Stated goal> Every record below should be printed exactly as it appears.

[Outline labeling records]

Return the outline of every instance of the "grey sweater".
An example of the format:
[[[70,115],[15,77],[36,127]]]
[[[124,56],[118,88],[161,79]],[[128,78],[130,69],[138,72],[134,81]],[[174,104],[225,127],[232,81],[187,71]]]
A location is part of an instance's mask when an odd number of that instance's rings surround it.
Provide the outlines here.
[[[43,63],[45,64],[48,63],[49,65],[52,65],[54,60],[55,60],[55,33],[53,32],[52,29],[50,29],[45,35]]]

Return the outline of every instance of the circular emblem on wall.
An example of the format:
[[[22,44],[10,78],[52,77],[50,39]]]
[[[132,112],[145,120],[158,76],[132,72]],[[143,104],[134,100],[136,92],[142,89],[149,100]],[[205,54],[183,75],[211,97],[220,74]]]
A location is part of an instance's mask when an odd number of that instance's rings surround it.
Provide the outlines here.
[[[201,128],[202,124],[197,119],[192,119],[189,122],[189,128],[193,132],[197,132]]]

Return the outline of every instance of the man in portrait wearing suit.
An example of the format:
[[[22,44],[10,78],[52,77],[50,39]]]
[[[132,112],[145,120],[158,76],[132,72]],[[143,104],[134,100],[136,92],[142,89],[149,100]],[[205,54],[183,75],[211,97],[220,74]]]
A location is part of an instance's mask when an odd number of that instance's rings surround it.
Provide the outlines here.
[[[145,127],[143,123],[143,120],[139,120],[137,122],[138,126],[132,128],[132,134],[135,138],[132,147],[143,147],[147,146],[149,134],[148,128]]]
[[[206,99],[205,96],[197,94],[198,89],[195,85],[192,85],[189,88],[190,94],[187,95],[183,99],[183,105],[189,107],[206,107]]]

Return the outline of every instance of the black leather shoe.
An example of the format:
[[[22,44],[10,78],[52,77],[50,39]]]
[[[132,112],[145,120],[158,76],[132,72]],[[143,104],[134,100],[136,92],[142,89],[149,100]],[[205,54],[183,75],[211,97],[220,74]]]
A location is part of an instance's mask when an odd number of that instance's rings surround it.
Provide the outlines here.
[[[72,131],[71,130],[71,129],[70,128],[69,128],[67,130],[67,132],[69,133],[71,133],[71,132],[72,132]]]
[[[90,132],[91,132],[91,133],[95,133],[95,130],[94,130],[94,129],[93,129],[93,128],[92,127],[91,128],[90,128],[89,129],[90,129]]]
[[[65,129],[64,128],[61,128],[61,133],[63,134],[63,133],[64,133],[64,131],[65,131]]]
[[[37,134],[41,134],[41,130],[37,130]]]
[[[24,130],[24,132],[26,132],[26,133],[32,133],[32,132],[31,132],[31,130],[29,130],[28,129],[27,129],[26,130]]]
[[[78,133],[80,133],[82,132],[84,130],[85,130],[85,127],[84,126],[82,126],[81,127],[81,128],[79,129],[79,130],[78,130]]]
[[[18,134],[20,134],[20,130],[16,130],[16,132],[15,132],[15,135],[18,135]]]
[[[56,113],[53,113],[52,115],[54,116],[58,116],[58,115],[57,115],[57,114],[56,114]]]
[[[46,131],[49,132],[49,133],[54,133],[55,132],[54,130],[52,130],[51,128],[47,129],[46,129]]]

Answer to this exercise>
Return the outline of every instance of the "grey sweater".
An example of the format:
[[[70,115],[15,77],[36,127]]]
[[[124,56],[118,88],[161,79]],[[128,78],[130,69],[138,72],[134,81]],[[174,104],[225,127],[232,81],[187,71]]]
A location is part of an instance's mask when an odd number of that instance's rings surround it.
Provide the outlines here.
[[[43,63],[45,64],[48,63],[49,65],[52,65],[54,60],[55,60],[55,33],[53,32],[52,29],[50,29],[45,35]]]

Return the outline of every instance of the circular emblem on wall.
An example of the format:
[[[22,44],[10,78],[52,77],[50,39]]]
[[[132,112],[145,120],[158,76],[132,72]],[[143,104],[134,100],[136,92],[142,89],[149,100]],[[205,54],[183,75],[211,97],[220,74]]]
A location is part of an instance's mask when an odd number of that instance's rings surround it.
Provide the outlines here.
[[[201,128],[202,124],[197,119],[192,119],[189,122],[189,128],[193,132],[197,132]]]

Return the outline of every instance of the man in portrait wearing suit.
An example of the format:
[[[22,44],[10,78],[52,77],[50,39]]]
[[[132,112],[145,120],[158,76],[132,72]],[[143,104],[134,100],[136,92],[142,89],[149,100]],[[205,54],[183,75],[211,97],[220,74]]]
A location is part of an instance's mask when an odd number of that instance's rings surround it.
Provide the outlines here.
[[[145,127],[143,123],[143,120],[139,120],[137,122],[138,126],[132,128],[132,134],[135,138],[132,147],[143,147],[147,146],[149,134],[148,128]]]
[[[206,99],[205,96],[197,94],[198,89],[195,85],[192,85],[189,88],[190,94],[187,95],[183,99],[183,105],[189,107],[206,107]]]

Return the outline of every instance of the black leather shoe.
An example of the format:
[[[22,44],[10,78],[52,77],[50,39]]]
[[[132,112],[145,120],[158,76],[132,72]],[[143,104],[134,100],[136,92],[142,89],[149,100]],[[205,54],[183,75],[211,97],[220,74]]]
A location is part of an instance's mask when an odd number of that instance's rings surround it.
Provide the outlines here.
[[[72,131],[71,130],[71,129],[70,128],[69,128],[67,130],[67,132],[69,133],[71,133],[71,132],[72,132]]]
[[[90,132],[91,132],[91,133],[95,133],[95,130],[94,130],[94,129],[93,129],[93,128],[92,127],[91,128],[90,128],[89,129],[90,129]]]
[[[65,129],[64,128],[61,128],[61,133],[63,134],[63,133],[64,133],[64,131],[65,131]]]
[[[37,134],[41,134],[41,130],[37,130]]]
[[[24,130],[24,132],[26,132],[26,133],[32,133],[32,132],[31,132],[31,130],[29,130],[28,129],[27,129],[26,130]]]
[[[78,133],[80,133],[82,132],[84,130],[85,130],[85,127],[84,126],[82,126],[81,127],[81,128],[79,129],[79,130],[78,130]]]
[[[18,134],[20,134],[20,130],[16,130],[16,132],[15,132],[15,135],[18,135]]]
[[[56,113],[53,113],[52,115],[54,116],[58,116],[58,115],[57,115],[57,114],[56,114]]]
[[[46,131],[49,132],[49,133],[54,133],[55,132],[54,130],[52,130],[51,128],[47,129],[46,129]]]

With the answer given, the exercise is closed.